Available records:

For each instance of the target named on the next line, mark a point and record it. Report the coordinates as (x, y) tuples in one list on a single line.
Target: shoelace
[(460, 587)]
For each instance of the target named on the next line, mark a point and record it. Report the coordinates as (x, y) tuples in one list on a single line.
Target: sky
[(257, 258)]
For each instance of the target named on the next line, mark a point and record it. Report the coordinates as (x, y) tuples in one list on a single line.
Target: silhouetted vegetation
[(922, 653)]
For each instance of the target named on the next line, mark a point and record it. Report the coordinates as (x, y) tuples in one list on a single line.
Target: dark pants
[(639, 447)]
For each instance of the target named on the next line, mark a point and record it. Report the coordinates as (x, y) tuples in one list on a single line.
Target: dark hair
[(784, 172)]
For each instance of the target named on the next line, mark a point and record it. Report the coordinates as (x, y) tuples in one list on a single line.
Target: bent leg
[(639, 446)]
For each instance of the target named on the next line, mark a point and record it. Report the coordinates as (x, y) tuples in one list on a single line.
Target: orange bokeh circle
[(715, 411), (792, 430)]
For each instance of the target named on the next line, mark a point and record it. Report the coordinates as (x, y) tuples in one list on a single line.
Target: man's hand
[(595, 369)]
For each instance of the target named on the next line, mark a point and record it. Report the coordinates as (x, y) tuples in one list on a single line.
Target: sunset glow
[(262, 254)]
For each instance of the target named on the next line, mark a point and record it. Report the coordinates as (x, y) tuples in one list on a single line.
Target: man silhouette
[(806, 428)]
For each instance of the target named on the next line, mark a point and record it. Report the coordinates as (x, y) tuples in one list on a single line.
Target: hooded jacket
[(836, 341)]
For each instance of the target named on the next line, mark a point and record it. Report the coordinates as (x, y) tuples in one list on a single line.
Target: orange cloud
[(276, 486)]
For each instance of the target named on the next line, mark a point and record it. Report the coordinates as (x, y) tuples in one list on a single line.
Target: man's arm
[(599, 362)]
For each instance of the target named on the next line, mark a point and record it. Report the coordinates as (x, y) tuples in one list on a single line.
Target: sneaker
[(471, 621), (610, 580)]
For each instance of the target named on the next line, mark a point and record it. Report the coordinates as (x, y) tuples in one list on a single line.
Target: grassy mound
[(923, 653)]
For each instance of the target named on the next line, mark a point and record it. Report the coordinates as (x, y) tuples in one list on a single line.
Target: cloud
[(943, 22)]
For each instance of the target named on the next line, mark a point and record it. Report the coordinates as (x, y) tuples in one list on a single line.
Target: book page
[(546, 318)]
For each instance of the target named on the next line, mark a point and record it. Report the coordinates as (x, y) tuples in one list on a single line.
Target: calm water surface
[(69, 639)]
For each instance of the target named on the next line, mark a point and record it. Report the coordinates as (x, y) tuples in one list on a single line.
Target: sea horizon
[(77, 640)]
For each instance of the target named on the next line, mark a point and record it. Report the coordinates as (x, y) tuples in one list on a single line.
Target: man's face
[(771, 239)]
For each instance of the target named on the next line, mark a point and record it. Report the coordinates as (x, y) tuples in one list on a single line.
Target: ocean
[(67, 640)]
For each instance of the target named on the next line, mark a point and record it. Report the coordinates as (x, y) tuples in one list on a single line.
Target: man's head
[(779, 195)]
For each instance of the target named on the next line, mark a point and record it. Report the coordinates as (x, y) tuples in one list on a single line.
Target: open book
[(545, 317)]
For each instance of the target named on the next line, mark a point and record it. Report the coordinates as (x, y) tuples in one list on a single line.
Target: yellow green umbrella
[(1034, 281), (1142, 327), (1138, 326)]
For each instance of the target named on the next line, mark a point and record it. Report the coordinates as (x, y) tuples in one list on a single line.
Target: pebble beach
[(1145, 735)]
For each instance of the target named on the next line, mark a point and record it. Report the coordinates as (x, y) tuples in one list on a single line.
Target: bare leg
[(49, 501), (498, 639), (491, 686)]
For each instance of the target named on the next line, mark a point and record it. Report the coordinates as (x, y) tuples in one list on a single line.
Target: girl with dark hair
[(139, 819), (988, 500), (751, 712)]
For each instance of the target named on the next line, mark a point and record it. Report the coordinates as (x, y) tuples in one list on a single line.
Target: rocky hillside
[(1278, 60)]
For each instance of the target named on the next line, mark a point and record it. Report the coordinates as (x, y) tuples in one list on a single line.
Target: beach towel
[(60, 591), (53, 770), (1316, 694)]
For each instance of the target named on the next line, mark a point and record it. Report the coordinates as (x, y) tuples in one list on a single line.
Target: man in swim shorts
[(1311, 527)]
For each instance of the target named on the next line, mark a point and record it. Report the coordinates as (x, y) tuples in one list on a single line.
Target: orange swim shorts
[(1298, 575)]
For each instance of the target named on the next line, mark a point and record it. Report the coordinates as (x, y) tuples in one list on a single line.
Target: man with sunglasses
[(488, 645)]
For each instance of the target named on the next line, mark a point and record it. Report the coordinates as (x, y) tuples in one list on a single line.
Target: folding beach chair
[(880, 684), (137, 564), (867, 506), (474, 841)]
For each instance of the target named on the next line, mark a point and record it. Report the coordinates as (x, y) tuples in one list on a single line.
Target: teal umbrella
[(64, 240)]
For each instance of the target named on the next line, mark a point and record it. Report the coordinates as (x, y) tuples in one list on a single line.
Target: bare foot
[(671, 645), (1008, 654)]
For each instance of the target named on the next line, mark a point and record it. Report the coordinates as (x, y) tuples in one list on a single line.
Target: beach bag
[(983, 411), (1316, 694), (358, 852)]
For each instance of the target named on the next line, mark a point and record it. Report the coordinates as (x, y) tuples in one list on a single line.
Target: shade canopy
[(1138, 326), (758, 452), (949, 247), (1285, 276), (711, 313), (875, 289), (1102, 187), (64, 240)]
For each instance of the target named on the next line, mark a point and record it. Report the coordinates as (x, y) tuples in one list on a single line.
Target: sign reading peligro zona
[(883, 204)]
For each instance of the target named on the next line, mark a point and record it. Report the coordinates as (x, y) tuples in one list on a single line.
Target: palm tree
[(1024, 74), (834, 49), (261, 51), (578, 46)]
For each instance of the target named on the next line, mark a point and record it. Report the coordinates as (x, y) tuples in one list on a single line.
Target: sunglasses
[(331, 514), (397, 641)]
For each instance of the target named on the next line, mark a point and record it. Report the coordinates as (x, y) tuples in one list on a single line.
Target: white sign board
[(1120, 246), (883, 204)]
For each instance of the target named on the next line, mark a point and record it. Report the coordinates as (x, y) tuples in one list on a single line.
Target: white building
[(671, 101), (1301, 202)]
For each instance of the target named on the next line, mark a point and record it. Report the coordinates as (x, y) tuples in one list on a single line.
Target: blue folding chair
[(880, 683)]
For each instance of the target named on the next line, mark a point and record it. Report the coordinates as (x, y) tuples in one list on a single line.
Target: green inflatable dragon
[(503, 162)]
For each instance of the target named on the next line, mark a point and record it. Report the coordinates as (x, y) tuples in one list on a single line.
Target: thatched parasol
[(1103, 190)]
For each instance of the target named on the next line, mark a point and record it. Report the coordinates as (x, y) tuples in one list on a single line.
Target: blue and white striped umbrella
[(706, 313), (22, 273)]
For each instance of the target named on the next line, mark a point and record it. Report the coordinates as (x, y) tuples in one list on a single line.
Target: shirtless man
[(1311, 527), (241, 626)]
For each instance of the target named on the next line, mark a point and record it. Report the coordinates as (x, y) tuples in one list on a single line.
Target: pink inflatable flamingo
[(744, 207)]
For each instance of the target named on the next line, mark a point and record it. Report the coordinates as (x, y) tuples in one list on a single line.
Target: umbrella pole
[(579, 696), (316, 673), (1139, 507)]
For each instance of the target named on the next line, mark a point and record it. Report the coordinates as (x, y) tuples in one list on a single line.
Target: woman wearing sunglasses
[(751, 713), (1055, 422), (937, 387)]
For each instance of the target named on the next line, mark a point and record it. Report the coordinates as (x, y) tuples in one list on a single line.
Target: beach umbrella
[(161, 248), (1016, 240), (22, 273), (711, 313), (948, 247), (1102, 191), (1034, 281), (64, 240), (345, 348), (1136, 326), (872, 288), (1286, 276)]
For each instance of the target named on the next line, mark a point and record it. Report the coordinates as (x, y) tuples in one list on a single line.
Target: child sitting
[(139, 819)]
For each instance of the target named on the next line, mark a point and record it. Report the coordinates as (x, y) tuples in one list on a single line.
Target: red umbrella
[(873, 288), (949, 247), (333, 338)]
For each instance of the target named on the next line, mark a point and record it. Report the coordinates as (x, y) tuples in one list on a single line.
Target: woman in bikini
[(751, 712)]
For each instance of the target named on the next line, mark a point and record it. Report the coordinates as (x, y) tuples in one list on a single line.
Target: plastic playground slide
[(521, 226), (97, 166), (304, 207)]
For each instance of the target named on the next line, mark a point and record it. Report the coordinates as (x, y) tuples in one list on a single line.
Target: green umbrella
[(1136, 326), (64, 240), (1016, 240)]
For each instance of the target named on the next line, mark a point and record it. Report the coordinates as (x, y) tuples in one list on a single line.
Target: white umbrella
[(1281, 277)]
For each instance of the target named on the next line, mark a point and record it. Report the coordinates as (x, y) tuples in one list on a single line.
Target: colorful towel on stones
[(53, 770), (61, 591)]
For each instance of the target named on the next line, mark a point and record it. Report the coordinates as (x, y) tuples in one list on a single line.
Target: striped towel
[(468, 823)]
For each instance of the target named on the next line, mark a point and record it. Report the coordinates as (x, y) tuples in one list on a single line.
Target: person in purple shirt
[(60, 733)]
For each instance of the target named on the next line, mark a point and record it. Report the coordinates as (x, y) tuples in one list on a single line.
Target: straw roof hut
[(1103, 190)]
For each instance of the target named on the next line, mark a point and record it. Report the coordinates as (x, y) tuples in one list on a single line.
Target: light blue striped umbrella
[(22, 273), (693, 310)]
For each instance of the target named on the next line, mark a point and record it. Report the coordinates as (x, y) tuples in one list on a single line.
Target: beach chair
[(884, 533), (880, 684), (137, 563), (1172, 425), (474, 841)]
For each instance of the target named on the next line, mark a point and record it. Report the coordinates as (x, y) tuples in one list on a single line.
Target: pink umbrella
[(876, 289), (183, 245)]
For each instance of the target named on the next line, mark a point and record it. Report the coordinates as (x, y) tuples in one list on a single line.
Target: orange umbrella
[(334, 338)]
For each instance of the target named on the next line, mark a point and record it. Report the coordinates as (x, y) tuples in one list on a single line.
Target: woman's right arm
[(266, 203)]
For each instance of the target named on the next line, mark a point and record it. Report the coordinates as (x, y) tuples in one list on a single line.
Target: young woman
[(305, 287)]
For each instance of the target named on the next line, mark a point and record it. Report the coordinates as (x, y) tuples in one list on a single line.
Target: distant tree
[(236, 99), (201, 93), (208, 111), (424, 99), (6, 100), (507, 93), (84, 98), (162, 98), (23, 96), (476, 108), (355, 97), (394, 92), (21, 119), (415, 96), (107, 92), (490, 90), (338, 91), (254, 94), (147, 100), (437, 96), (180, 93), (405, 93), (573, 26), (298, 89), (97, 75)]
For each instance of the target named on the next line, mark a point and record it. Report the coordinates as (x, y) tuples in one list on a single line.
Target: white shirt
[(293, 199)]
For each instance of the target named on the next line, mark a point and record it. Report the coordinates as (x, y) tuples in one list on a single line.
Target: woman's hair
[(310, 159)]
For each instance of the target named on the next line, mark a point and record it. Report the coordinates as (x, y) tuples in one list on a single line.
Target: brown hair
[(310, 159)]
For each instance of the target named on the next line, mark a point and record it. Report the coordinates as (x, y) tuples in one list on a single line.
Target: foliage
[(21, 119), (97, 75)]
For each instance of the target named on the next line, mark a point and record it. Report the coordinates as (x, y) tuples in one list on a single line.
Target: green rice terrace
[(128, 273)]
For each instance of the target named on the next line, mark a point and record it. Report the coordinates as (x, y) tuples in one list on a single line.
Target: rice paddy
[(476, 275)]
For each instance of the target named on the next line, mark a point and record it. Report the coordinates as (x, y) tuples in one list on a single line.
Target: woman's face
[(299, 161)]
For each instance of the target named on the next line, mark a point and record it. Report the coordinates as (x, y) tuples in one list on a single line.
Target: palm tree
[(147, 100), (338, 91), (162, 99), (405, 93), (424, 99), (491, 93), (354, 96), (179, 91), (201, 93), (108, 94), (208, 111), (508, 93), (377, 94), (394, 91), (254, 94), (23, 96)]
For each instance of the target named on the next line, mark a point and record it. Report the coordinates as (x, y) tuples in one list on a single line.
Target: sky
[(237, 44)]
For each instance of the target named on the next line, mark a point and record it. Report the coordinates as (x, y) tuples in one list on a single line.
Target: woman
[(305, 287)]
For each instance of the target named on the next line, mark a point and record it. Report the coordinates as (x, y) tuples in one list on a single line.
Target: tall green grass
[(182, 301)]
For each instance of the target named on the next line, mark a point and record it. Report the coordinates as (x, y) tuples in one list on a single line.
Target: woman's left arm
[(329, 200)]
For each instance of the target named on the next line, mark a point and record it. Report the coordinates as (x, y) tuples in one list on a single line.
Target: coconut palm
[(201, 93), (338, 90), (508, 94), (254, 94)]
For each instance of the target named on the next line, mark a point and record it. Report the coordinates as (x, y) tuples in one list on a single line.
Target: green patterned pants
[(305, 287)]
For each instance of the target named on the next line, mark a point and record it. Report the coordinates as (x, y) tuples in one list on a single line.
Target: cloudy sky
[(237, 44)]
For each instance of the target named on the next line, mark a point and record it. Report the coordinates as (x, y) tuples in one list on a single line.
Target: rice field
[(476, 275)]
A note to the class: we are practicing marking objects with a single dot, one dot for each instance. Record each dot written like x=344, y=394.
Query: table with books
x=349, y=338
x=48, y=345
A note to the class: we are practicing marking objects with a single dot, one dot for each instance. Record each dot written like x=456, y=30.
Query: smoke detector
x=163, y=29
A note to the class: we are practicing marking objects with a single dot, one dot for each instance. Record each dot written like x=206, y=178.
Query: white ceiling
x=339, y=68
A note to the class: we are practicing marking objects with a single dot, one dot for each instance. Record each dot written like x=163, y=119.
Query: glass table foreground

Task:
Starting from the line that contains "like x=163, y=119.", transcribe each line to the end of the records above. Please add nothing.

Answer:
A note to the class: we are practicing marking objects with a single dot, one dot for each instance. Record each dot written like x=163, y=119.
Query: glass table foreground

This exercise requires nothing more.